----- DATASET EXCERPTS -----

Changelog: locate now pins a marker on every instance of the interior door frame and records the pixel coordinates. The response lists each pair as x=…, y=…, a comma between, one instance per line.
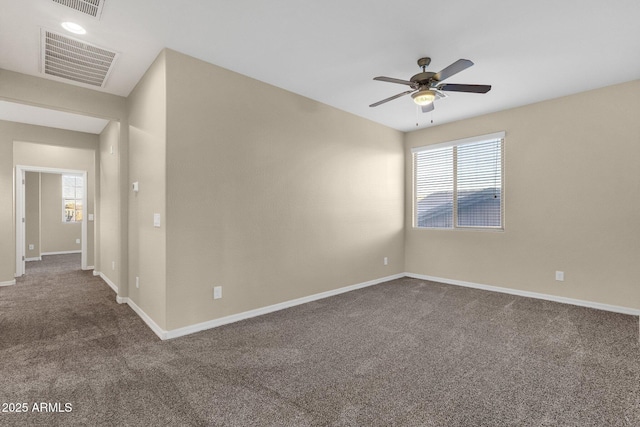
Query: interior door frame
x=21, y=210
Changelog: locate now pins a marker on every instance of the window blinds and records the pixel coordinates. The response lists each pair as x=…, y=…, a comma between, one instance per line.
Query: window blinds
x=459, y=184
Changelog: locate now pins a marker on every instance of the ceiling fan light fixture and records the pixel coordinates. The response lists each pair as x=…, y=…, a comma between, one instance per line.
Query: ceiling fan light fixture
x=424, y=97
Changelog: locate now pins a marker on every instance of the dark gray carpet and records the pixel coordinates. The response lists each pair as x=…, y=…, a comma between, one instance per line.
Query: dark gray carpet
x=404, y=353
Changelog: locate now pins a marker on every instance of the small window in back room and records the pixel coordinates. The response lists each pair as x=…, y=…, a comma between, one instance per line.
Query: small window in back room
x=459, y=184
x=72, y=195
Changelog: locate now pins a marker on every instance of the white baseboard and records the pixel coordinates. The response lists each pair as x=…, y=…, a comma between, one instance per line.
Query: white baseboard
x=107, y=281
x=175, y=333
x=537, y=295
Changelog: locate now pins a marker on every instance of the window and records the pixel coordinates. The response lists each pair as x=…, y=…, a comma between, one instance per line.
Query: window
x=72, y=194
x=459, y=184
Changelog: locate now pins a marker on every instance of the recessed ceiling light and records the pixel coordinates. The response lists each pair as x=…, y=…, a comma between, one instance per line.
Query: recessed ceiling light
x=73, y=28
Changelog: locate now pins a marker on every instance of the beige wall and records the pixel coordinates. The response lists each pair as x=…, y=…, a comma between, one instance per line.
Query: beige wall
x=62, y=149
x=107, y=221
x=57, y=236
x=272, y=199
x=59, y=96
x=32, y=214
x=572, y=195
x=47, y=147
x=147, y=165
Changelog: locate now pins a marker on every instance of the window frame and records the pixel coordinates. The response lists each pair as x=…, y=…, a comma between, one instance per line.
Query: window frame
x=456, y=143
x=76, y=199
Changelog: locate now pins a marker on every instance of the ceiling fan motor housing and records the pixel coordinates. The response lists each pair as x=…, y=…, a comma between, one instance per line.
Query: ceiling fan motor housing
x=422, y=78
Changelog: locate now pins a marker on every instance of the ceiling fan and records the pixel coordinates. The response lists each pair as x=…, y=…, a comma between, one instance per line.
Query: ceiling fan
x=427, y=86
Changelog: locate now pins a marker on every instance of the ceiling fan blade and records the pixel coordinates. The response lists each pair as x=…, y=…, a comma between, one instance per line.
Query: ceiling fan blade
x=455, y=68
x=391, y=98
x=465, y=88
x=428, y=107
x=392, y=80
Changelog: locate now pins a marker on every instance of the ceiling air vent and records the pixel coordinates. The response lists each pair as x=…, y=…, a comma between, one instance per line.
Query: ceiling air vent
x=72, y=59
x=88, y=7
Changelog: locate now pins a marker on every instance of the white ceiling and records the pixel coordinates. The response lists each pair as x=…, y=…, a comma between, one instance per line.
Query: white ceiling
x=23, y=113
x=330, y=50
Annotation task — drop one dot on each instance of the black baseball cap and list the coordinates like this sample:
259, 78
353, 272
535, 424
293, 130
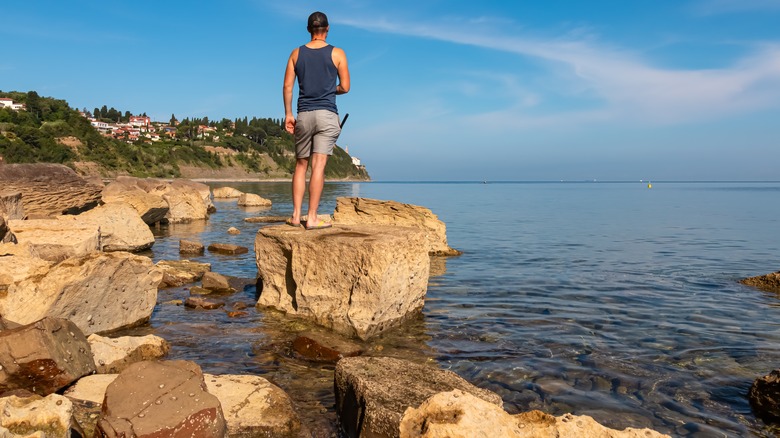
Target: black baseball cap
317, 20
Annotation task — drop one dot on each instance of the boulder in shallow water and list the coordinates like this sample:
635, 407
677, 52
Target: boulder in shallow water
44, 356
253, 200
351, 211
227, 249
99, 292
151, 208
768, 282
112, 355
160, 399
34, 416
358, 280
227, 193
253, 406
764, 396
373, 393
458, 414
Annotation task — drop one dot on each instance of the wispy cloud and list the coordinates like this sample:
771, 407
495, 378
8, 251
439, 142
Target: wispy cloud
625, 83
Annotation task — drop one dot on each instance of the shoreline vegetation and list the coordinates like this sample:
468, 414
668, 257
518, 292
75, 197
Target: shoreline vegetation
107, 143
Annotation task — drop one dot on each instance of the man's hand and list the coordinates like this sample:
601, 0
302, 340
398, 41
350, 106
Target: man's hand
289, 124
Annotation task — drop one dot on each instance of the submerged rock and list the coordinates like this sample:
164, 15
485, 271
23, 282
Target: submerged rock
358, 280
768, 282
373, 393
253, 406
226, 193
253, 200
160, 398
457, 414
371, 211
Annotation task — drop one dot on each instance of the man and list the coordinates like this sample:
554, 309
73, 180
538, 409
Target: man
317, 66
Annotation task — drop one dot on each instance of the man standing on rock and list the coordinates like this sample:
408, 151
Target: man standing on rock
317, 66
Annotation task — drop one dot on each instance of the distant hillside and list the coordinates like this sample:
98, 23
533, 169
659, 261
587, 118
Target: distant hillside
106, 143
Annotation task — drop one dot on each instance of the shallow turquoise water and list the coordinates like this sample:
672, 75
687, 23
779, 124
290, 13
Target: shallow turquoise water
606, 299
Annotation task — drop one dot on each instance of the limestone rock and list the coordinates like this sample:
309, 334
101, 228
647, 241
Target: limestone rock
227, 193
202, 189
254, 407
152, 208
4, 230
49, 189
358, 280
11, 206
91, 388
44, 356
121, 228
320, 347
56, 240
253, 200
203, 303
769, 282
457, 414
49, 416
99, 292
371, 211
156, 399
189, 247
216, 282
764, 396
227, 248
372, 393
112, 355
180, 272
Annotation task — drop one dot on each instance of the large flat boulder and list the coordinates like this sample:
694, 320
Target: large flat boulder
10, 208
49, 189
768, 282
160, 399
371, 211
253, 200
113, 355
44, 356
226, 193
458, 414
121, 227
373, 393
253, 406
152, 208
358, 280
56, 240
99, 292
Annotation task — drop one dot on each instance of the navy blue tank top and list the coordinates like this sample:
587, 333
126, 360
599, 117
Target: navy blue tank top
316, 79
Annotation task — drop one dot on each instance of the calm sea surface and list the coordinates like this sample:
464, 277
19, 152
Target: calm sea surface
605, 299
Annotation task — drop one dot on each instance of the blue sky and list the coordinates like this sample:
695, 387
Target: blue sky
443, 90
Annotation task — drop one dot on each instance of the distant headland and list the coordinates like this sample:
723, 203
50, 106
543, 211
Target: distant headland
106, 142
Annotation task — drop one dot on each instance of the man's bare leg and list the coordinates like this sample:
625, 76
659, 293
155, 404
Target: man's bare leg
299, 188
316, 184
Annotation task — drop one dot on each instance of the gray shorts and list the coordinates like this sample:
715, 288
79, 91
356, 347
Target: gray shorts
316, 131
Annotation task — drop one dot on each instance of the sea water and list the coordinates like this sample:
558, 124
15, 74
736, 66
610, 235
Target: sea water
613, 300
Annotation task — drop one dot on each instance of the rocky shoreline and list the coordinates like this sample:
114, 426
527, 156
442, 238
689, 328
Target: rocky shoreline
68, 281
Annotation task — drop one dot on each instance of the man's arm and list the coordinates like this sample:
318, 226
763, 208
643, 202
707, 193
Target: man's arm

-----

**WHAT YOU ARE ASKED TO DO**:
Leave out the pictures, and give all the records again exactly.

**ANSWER TO THIS EXERCISE**:
Changelog: locate now pins a marker on every instance of the interior door frame and records the pixel coordinates. The response lists each pair as x=…, y=…, a comma between, one instance per line.
Query: interior door frame
x=21, y=210
Changelog: locate now pins a marker on every instance of the window blinds and records the pixel coordinates. The response lists each pair as x=…, y=…, a comma between, one instance per line.
Query: window blinds
x=459, y=184
Changelog: locate now pins a marker on every instance of the ceiling fan light fixture and records the pixel coordinates. The response lists each pair as x=…, y=…, a comma between, one instance per line.
Query: ceiling fan light fixture
x=424, y=97
Changelog: locate now pins a marker on every instance of the dark gray carpet and records the pixel coordinates. The response lists each pair as x=…, y=…, a comma between, one instance per line.
Query: dark gray carpet
x=404, y=353
Changelog: locate now pins a marker on every instance of the small window in back room and records the pixel coordinates. The response lists each pair as x=…, y=…, a comma between, one instance per line.
Query: small window in back room
x=459, y=184
x=72, y=195
Changelog: locate now pins a marker on every instance of the white baseboard and records the pixel coordinates. The response lists each pair as x=…, y=…, a comma between, one instance per line.
Query: white baseboard
x=107, y=281
x=175, y=333
x=537, y=295
Changelog: locate now pins a marker on every instance of the window and records the pixel coordinates. The response lists each pair as x=…, y=…, a comma between, one instance per line.
Query: window
x=72, y=194
x=459, y=184
Changelog: locate now pins a marker on every instance of the recessed ceiling light and records the pixel coordinates. The response lists each pair as x=…, y=…, a comma between, one instance per line.
Query: recessed ceiling light
x=73, y=28
Changelog: locate now pins a marker on every instance of the beige wall and records the pixel coordinates. The response lists each pair as x=…, y=…, a comma between, one instance per line.
Query: beige wall
x=62, y=149
x=107, y=221
x=57, y=236
x=272, y=199
x=59, y=96
x=32, y=214
x=572, y=195
x=47, y=147
x=147, y=165
Changelog: locate now pins a marker on every instance of the window frame and records the pixel coordinates. The response lists each pair as x=…, y=…, a comma between, one instance per line.
Query: window frame
x=456, y=143
x=76, y=199
Changelog: locate now pins a marker on every instance of the ceiling fan motor housing and records the pixel coordinates. The response lists each pair as x=…, y=…, a comma between, one instance per line.
Query: ceiling fan motor housing
x=422, y=78
Changelog: locate now pins a marker on every instance of the ceiling fan and records the pixel coordinates. The response lists each pair as x=…, y=…, a comma between, one instance per line.
Query: ceiling fan
x=427, y=86
Changelog: locate now pins a marker on every instance of the ceiling fan blade and records the pixel coordinates. The response lists each pair as x=…, y=…, a comma between, one instance per line.
Query: ceiling fan blade
x=455, y=68
x=391, y=98
x=465, y=88
x=428, y=107
x=392, y=80
Changelog: locate now pins a marker on every instance of the ceiling air vent and records the pixel coordinates. The response lists each pair as x=…, y=…, a comma between, one instance per line.
Query: ceiling air vent
x=72, y=59
x=88, y=7
Changelog: locate now pins a marker on every instance of the white ceiling and records the pixel coordinates. The response lists each pair as x=…, y=…, a comma between, one instance per line.
Query: white ceiling
x=23, y=113
x=330, y=50
Annotation task — drop one dot on each instance of the black baseball cap and list the coordinates like this sample:
259, 78
353, 272
535, 424
293, 130
Target: black baseball cap
317, 20
Annotation task — drop one dot on each instance of the boulder in shallow water and list the coordinates like this sample:
635, 407
677, 52
Target: boulder in shallow water
44, 356
253, 200
351, 211
227, 249
99, 292
151, 208
768, 282
112, 355
160, 399
34, 416
358, 280
227, 193
253, 406
764, 396
373, 393
458, 414
Annotation task — drop one dot on each instance of the wispy cloud and list the coordinates like this sample:
771, 407
495, 378
8, 251
439, 142
Target: wispy cloud
625, 83
Annotation task — drop one dot on each instance of the shoreline vegetation and list the coordinates like this sample:
468, 414
668, 257
518, 292
75, 197
Target: shoreline vegetation
107, 143
Annotation task — drop one dot on each instance of the man's hand and list the coordinates like this sample:
601, 0
302, 340
398, 41
350, 106
Target: man's hand
289, 124
Annotation task — drop one dot on each instance of the submerged rock and list the coordinates like this sample:
164, 15
485, 271
23, 282
Target: submerged rock
358, 280
768, 282
373, 393
253, 406
226, 193
253, 200
160, 398
457, 414
371, 211
Annotation task — drop one dot on each instance of the man and list the coordinates like this sample:
554, 309
73, 180
538, 409
Target: man
317, 66
Annotation task — drop one dot on each instance of the man standing on rock and list the coordinates like this sample:
408, 151
Target: man standing on rock
317, 66
Annotation task — drop one dot on each instance of the distant hillside and list the coordinates like this sample:
98, 23
533, 169
659, 261
587, 118
Target: distant hillside
106, 143
Annotation task — drop one dot on each instance of the shallow turquoise water and list the coordinates like this sample:
672, 75
687, 23
779, 124
290, 13
Target: shallow turquoise water
606, 299
Annotation task — drop one dot on each instance of the limestone rock and list the coordinates like this sample:
309, 334
101, 228
647, 241
Target: limestone rock
227, 193
202, 189
254, 407
152, 208
4, 230
49, 189
358, 280
11, 206
91, 388
44, 356
121, 228
320, 347
56, 240
253, 200
203, 303
769, 282
457, 414
49, 416
99, 292
371, 211
156, 399
189, 247
216, 282
764, 396
227, 248
372, 393
112, 355
180, 272
Annotation task — drop one dot on each instance of the large flat boulder and list the coordinates like this sample:
694, 320
Target: large flat boulder
10, 208
49, 189
768, 282
160, 399
371, 211
253, 200
113, 355
44, 356
226, 193
458, 414
121, 227
373, 393
253, 406
152, 208
358, 280
56, 240
99, 292
Annotation task — drop one dot on each instance of the navy blue tank top and list the coordinates like this sample:
587, 333
126, 360
599, 117
Target: navy blue tank top
316, 79
Annotation task — drop one dot on each instance of the calm sea surface and list the coordinates like this sample:
464, 277
19, 152
Target: calm sea surface
605, 299
Annotation task — drop one dot on each instance of the blue sky and list the coordinates like this sample:
695, 387
Target: blue sky
443, 90
Annotation task — drop one dot on each instance of the distant headland and list the coordinates like this sample:
723, 203
50, 106
543, 211
Target: distant headland
106, 142
Annotation task — drop one dot on each instance of the man's bare leg and list the coordinates like this sample:
625, 76
659, 293
155, 404
Target: man's bare leg
299, 188
316, 184
Annotation task — drop one dot on each instance of the gray shorts and list the coordinates like this sample:
715, 288
79, 91
356, 347
Target: gray shorts
316, 131
Annotation task — drop one dot on each instance of the sea water and list the coordinates like this sample:
558, 124
15, 74
736, 66
610, 235
Target: sea water
613, 300
Annotation task — drop one dot on each instance of the rocky shoreline and list the coordinates like this sample:
114, 426
527, 156
442, 238
689, 328
Target: rocky shoreline
68, 281
Annotation task — drop one dot on each instance of the man's arm and list the coordinates like this sample:
318, 226
763, 208
643, 202
707, 193
Target: man's arm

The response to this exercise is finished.